__EXERCISE INSTRUCTIONS__:
Report every line below that contains the word "flower", copying each such line in full.

===============

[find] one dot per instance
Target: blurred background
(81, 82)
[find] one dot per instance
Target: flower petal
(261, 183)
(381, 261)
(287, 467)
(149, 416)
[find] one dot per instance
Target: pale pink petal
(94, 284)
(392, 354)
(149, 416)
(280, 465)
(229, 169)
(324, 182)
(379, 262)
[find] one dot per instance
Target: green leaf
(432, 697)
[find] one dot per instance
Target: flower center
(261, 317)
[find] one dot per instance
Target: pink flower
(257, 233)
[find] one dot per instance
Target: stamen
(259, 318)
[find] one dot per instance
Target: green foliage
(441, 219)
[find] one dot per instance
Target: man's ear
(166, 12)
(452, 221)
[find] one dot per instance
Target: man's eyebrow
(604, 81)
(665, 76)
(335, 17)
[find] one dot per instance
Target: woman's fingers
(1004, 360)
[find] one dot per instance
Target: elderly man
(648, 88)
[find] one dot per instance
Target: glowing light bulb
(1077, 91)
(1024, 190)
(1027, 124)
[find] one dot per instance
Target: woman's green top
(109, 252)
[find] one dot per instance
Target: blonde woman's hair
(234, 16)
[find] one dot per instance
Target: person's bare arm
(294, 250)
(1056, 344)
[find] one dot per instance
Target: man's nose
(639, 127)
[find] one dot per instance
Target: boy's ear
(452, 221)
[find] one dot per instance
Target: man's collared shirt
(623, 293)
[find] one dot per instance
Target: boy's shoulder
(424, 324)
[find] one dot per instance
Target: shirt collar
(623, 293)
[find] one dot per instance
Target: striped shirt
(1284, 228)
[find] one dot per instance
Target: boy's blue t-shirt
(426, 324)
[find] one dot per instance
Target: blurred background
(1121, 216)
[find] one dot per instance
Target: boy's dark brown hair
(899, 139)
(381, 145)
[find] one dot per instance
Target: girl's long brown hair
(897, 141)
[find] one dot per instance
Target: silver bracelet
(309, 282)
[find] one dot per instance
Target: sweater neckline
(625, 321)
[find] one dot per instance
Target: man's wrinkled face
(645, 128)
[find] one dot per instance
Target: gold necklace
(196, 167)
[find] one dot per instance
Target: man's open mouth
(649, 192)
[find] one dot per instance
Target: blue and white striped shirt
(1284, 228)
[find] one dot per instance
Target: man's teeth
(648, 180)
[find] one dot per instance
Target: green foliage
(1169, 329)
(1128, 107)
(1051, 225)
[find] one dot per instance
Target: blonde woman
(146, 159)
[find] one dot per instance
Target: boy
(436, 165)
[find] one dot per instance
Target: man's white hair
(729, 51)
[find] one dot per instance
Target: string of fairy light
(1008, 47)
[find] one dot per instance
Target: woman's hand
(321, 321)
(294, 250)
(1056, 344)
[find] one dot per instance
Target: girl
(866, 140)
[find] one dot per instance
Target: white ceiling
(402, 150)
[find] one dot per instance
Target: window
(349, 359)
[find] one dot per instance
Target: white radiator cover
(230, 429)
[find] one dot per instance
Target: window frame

===============

__RIGHT ANSWER__:
Target: flower petal
Target: flower center
Target: pink flower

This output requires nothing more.